[Text section]

Many calls are made at the end of a long summer about A/C breakers. The causes can range from a simple fix to a major repair. Here are some of the potential causes of a tripped breaker and how you can prevent them.
Outdoor condenser coils can become dirty and this can cause problems. A dirty coil will block the airflow into the unit and cause the compressor to overheat. If this happens too often or for too long, the compressor can cause the break to trip. To solve this problem, turn the off the disconnect for the unit and run a water hose through the coil until the water runs clear. If your are unsure of how to disconnect the power, or if something doesn’t seem safe, we recommend you call a HVAC professional.
Another issue can be a weak circuit breaker. Breakers can go bad over time and the wires connected to the breaker may be loose. The breaker itself might be bad and need replacing. This fix is relatively inexpensive but you will need to hire a licensed electrician to determine if this is the problem or not.
The compressor is the heart of the air conditioning system. It pulls loads of electricity when it starts up and over time can get worn out. The compressor or fan motor can start to short. If this happens, the breaker will start to trip immediately once the unit tries to start. If your compressor is “grounded” or “short to ground” it means that it is not repairable. The worst case here is that it could cause a direct short to the ground that will ignite oil and cause a burnout. Fan motors can be easily replaced but compressors take several hours of labor and a lot of refrigerant. If you are using R22 refrigerant, that is scheduled to be discontinued in 2020, then a new unit may be better than repair.
Lastly, you may have a bad capacitor or start kit. These parts hold the charge that jump starts the compressor and fan motor to come on. Occasionally they go bad and the breaker trips. To have this diagnosed fixed, contact your local AC repairman.

[/Text section]
[Extracted entries]

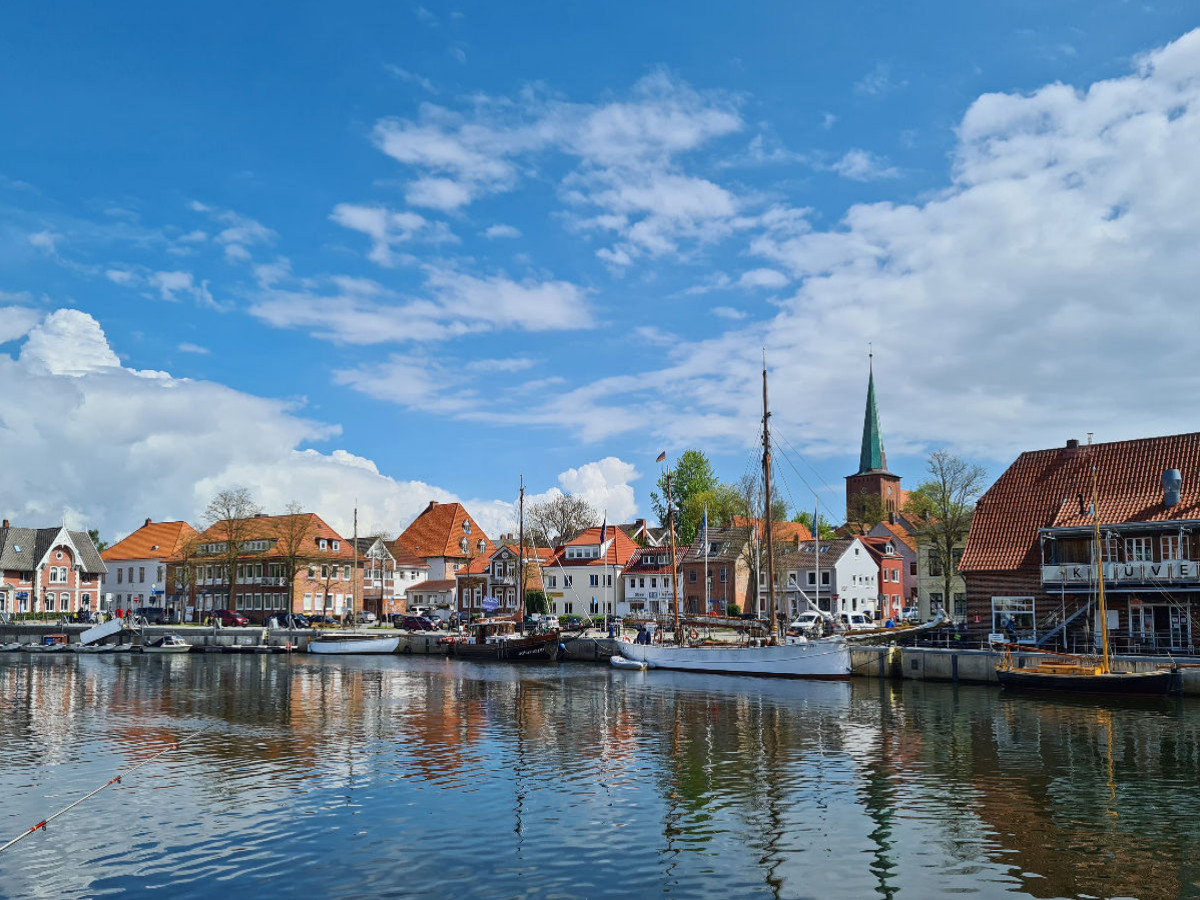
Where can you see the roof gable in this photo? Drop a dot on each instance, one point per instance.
(1042, 489)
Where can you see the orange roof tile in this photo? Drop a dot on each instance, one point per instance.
(1042, 487)
(439, 531)
(154, 540)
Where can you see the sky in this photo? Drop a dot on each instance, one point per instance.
(383, 253)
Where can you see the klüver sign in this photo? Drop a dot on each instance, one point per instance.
(1117, 573)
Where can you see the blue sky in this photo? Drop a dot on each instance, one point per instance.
(397, 252)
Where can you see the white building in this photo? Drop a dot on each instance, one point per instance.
(583, 576)
(835, 576)
(137, 565)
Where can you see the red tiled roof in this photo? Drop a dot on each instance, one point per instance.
(150, 541)
(639, 563)
(787, 531)
(621, 549)
(438, 532)
(1042, 487)
(273, 527)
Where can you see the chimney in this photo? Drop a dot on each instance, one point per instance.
(1173, 481)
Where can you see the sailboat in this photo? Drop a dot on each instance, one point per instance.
(1079, 675)
(797, 658)
(498, 639)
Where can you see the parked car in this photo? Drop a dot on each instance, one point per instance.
(228, 618)
(856, 622)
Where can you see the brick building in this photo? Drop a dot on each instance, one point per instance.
(1030, 561)
(291, 563)
(48, 570)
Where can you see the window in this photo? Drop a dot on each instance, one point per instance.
(1138, 550)
(1171, 549)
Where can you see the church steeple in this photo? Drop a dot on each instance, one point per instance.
(871, 457)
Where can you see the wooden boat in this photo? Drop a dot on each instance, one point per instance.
(622, 663)
(348, 645)
(498, 640)
(1078, 675)
(168, 643)
(775, 658)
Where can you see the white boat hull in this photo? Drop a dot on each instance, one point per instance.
(826, 658)
(354, 646)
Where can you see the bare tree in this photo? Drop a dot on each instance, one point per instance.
(231, 521)
(943, 508)
(559, 519)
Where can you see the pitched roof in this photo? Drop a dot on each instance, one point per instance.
(439, 531)
(725, 544)
(23, 549)
(275, 528)
(651, 561)
(621, 549)
(1042, 489)
(154, 540)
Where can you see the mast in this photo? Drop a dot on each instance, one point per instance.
(521, 557)
(1105, 666)
(675, 581)
(354, 581)
(766, 480)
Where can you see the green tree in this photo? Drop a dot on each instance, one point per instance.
(943, 508)
(691, 475)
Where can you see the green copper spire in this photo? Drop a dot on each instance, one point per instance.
(871, 457)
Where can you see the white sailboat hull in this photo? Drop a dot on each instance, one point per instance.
(354, 646)
(826, 658)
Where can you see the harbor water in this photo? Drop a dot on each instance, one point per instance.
(427, 777)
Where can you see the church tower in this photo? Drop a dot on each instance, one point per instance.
(873, 491)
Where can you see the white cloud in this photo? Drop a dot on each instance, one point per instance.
(863, 166)
(767, 279)
(388, 228)
(168, 445)
(502, 231)
(453, 304)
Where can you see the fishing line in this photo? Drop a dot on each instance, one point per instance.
(112, 781)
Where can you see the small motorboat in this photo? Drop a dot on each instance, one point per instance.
(622, 663)
(168, 643)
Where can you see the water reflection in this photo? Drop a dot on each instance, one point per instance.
(400, 777)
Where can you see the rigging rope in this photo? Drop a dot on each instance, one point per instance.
(112, 781)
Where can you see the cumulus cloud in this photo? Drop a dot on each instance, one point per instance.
(168, 444)
(454, 304)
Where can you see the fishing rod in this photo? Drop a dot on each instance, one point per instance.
(112, 781)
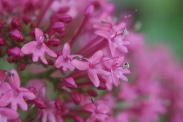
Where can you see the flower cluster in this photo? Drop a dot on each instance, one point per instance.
(72, 58)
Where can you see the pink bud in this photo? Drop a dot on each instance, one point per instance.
(2, 42)
(15, 52)
(3, 76)
(10, 59)
(70, 83)
(32, 89)
(16, 35)
(63, 18)
(15, 24)
(22, 66)
(26, 19)
(63, 9)
(76, 97)
(92, 93)
(58, 104)
(39, 103)
(78, 118)
(53, 42)
(102, 86)
(58, 27)
(89, 11)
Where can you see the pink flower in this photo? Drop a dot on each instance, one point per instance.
(99, 112)
(64, 60)
(93, 67)
(7, 114)
(38, 48)
(16, 95)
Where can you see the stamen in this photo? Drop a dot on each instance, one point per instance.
(9, 74)
(124, 32)
(129, 15)
(126, 66)
(103, 21)
(46, 37)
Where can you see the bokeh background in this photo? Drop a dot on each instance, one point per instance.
(161, 21)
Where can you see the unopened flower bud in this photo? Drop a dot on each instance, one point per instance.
(89, 11)
(78, 118)
(39, 103)
(32, 89)
(16, 35)
(92, 93)
(2, 42)
(26, 19)
(53, 42)
(22, 66)
(58, 104)
(102, 86)
(15, 24)
(58, 27)
(70, 83)
(76, 97)
(65, 18)
(15, 52)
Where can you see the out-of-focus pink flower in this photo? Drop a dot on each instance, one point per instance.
(64, 60)
(16, 95)
(38, 48)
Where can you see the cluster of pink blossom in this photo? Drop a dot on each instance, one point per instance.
(71, 58)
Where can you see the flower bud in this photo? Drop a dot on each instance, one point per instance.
(70, 83)
(16, 35)
(58, 27)
(2, 42)
(102, 86)
(78, 118)
(15, 52)
(63, 18)
(89, 11)
(15, 24)
(39, 103)
(92, 93)
(76, 97)
(32, 89)
(26, 19)
(22, 66)
(58, 104)
(53, 42)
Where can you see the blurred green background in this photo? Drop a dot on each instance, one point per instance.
(162, 21)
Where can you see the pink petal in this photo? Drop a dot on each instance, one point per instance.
(81, 65)
(93, 77)
(27, 94)
(89, 107)
(108, 62)
(102, 33)
(114, 78)
(23, 105)
(29, 47)
(49, 51)
(8, 113)
(119, 61)
(6, 98)
(59, 61)
(39, 35)
(66, 50)
(96, 57)
(112, 47)
(15, 80)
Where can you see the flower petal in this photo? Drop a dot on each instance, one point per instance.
(96, 57)
(93, 77)
(66, 50)
(81, 65)
(29, 47)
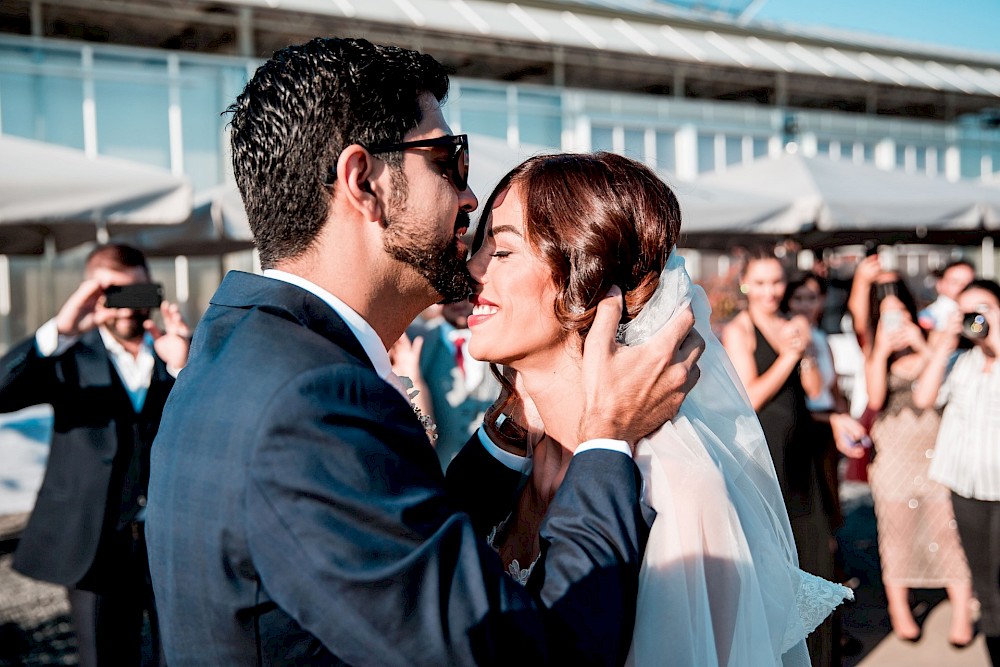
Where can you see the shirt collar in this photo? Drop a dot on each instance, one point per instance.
(114, 346)
(363, 331)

[/Extracted entries]

__Tasks to carry out__
- A) In the text on tripped A/C breakers, which refrigerant is scheduled to be discontinued in 2020?
- B) Reproduce the passage of the text on tripped A/C breakers, starting at "Outdoor condenser coils" and ending at "a HVAC professional.".
- C) Decide whether each statement agrees with the text on tripped A/C breakers, answering yes or no and quoting the deciding words: (i) A dirty outdoor coil blocks airflow into the unit. (ii) Replacing a fan motor takes several hours of labor. (iii) A compressor that is "grounded" can still be repaired.
These lines have nothing to do with the text on tripped A/C breakers.

__Exercise results__
- A) R22

- B)
Outdoor condenser coils can become dirty and this can cause problems. A dirty coil will block the airflow into the unit and cause the compressor to overheat. If this happens too often or for too long, the compressor can cause the break to trip. To solve this problem, turn the off the disconnect for the unit and run a water hose through the coil until the water runs clear. If your are unsure of how to disconnect the power, or if something doesn’t seem safe, we recommend you call a HVAC professional.

- C)
(i) Yes: "A dirty coil will block the airflow into the unit and cause the compressor to overheat."
(ii) No: "Fan motors can be easily replaced but compressors take several hours of labor and a lot of refrigerant."
(iii) No: "If your compressor is “grounded” or “short to ground” it means that it is not repairable."